Exercise aim
Can you transcribe every record below exactly as it appears?

The records
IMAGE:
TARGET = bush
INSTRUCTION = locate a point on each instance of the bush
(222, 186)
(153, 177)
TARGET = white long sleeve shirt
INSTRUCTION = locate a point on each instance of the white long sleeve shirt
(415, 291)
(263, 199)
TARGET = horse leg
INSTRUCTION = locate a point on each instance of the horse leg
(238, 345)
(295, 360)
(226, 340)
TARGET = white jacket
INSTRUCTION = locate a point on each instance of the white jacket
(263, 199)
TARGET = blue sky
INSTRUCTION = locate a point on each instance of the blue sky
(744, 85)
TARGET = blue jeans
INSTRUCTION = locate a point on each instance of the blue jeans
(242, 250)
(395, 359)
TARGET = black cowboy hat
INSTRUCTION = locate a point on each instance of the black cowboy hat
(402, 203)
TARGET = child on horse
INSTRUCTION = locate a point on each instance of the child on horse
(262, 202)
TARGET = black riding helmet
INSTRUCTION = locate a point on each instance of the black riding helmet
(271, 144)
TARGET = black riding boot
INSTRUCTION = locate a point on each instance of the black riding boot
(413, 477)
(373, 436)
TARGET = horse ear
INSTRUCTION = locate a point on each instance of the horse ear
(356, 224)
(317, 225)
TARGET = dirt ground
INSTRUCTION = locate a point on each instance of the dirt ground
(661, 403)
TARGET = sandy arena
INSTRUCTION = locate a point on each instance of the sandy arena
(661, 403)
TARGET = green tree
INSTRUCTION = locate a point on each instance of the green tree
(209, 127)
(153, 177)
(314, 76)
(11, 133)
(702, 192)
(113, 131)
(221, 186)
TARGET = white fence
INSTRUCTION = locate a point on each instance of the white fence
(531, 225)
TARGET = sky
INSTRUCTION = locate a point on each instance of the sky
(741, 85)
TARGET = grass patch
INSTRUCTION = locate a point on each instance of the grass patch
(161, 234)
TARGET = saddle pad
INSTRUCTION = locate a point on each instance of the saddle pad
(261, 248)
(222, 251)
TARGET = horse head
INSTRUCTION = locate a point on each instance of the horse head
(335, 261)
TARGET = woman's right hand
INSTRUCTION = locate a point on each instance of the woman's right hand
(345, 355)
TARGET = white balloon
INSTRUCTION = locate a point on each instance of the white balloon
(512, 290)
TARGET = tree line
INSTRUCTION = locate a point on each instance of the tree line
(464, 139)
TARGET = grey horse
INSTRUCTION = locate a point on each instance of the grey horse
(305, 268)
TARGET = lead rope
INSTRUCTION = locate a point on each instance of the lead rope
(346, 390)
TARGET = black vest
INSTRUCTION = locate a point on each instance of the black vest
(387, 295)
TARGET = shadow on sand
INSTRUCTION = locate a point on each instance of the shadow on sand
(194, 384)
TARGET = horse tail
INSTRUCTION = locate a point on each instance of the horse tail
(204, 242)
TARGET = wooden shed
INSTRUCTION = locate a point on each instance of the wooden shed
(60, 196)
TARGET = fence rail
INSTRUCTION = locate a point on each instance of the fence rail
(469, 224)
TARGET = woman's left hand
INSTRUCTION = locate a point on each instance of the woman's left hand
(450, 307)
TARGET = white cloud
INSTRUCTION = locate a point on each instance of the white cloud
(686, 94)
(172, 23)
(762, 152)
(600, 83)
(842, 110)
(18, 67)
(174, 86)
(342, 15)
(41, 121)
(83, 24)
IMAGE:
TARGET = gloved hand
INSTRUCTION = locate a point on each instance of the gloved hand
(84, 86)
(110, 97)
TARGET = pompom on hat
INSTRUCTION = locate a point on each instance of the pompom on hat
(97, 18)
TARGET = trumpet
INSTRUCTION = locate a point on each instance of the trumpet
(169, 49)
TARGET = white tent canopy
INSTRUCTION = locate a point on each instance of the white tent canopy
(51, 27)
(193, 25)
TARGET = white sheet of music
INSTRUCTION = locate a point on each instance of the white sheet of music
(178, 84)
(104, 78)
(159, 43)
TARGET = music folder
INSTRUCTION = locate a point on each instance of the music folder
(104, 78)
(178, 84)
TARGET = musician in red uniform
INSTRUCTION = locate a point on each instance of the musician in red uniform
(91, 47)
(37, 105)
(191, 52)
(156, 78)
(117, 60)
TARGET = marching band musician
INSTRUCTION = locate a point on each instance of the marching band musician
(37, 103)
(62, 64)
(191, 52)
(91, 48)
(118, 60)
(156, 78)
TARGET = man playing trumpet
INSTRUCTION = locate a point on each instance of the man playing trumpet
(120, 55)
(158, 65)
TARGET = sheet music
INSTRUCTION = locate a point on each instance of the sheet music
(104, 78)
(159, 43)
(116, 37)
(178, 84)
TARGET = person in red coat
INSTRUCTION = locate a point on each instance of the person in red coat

Answer to this exercise
IMAGE:
TARGET = bush
INSTRUCTION = locate a point on each instance of the bush
(222, 186)
(153, 177)
TARGET = white long sleeve shirt
INSTRUCTION = locate a point on each instance of the white long sleeve shirt
(415, 291)
(263, 199)
TARGET = horse leg
INSTRUCTION = locate a point on each instance of the horse leg
(238, 345)
(295, 360)
(226, 340)
TARGET = white jacket
INSTRUCTION = locate a point on each instance of the white jacket
(263, 199)
TARGET = blue sky
INSTRUCTION = locate a point on each instance of the blue sky
(744, 85)
TARGET = blue jeans
INSTRUCTION = locate a point on each instance of the blue jeans
(242, 250)
(395, 359)
TARGET = black cowboy hat
INSTRUCTION = locate a point on each instance of the black cowboy hat
(402, 203)
TARGET = child on horse
INSTRUCTION = locate a point on each instance of the child on horse
(262, 202)
TARGET = black riding helmet
INSTRUCTION = locate a point on each instance of the black riding helmet
(271, 144)
TARGET = black riding boot
INSTRUCTION = locate a point on each instance of the black riding boot
(413, 477)
(373, 436)
TARGET = horse ear
INSTRUCTION = locate a point on each instance of the horse ear
(356, 224)
(317, 225)
TARGET = dirt ground
INSTRUCTION = locate a point on each instance of the dirt ground
(661, 403)
TARGET = sandy arena
INSTRUCTION = locate a point on each instance of the sandy arena
(661, 403)
TARGET = green tree
INSTRUCTION = locate a point on each instance of the green tree
(209, 127)
(153, 177)
(314, 76)
(11, 133)
(702, 192)
(113, 131)
(221, 186)
TARGET = white fence
INSTRUCTION = locate a point on each instance of the white fence
(531, 225)
TARGET = sky
INSTRUCTION = locate a point on each instance of the sky
(741, 85)
TARGET = grass patch
INSTRUCTION = locate a point on each instance of the grass patch
(161, 234)
TARGET = saddle pad
INSTRUCTION = locate a point on each instance of the saddle pad
(261, 248)
(222, 251)
TARGET = horse head
INSTRUCTION = locate a point on each instance of the horse head
(335, 261)
TARGET = woman's right hand
INSTRUCTION = locate a point on each instance of the woman's right hand
(345, 355)
TARGET = white balloon
INSTRUCTION = locate a point on each instance of the white balloon
(512, 290)
TARGET = tree line
INSTRUCTION = locate a point on each instance of the tree line
(464, 139)
TARGET = grey horse
INSTRUCTION = locate a point on each instance of the grey horse
(305, 268)
TARGET = lead rope
INSTRUCTION = locate a point on each instance of the lead rope
(346, 390)
TARGET = black vest
INSTRUCTION = locate a point on each instance of the black vest
(387, 295)
TARGET = shadow on sand
INSTRUCTION = locate a point on each instance of the shadow on sand
(194, 384)
TARGET = horse tail
INSTRUCTION = locate a point on each instance of the horse tail
(204, 242)
TARGET = wooden shed
INSTRUCTION = locate a point on each instance of the wooden shed
(60, 196)
TARGET = fence rail
INSTRUCTION = locate a point on each instance of the fence rail
(469, 224)
TARGET = woman's left hand
INSTRUCTION = locate a point on each instance of the woman's left hand
(450, 307)
TARGET = white cloud
INSTRUCTION = locate a point on each instance of the white cloud
(686, 94)
(172, 23)
(762, 152)
(600, 83)
(842, 110)
(18, 67)
(174, 86)
(342, 15)
(41, 121)
(83, 24)
IMAGE:
TARGET = gloved hand
INSTRUCTION = locate a point on each instance of the gloved hand
(84, 86)
(110, 97)
TARGET = pompom on hat
INSTRUCTION = locate a point on each instance of the pompom on hat
(97, 18)
TARGET = trumpet
INSTRUCTION = locate a point on each instance of the trumpet
(169, 49)
TARGET = white tent canopy
INSTRUCTION = locate a point on each instance of the white tent canopy
(51, 27)
(193, 25)
TARGET = white sheet of music
INSTRUCTION = locate a point on each instance of the white sheet of music
(178, 84)
(104, 78)
(159, 43)
TARGET = music folder
INSTRUCTION = locate a point on each instance of the music folder
(104, 78)
(178, 84)
TARGET = musician in red uniform
INSTRUCTION = locate a point on each instance of the musician in red uniform
(91, 47)
(37, 105)
(191, 52)
(156, 78)
(117, 60)
TARGET = marching band musician
INSTRUCTION = locate a point on each instance of the marching band musician
(37, 103)
(62, 64)
(191, 52)
(91, 48)
(118, 60)
(156, 78)
TARGET = man playing trumpet
INSTRUCTION = locate a point on each instance of the man playing trumpet
(120, 55)
(158, 65)
TARGET = sheet music
INSTRUCTION = locate a point on each instance of the sheet music
(104, 78)
(159, 43)
(116, 37)
(178, 84)
TARGET = person in red coat
INSTRUCTION = locate a point on each instance of the person in red coat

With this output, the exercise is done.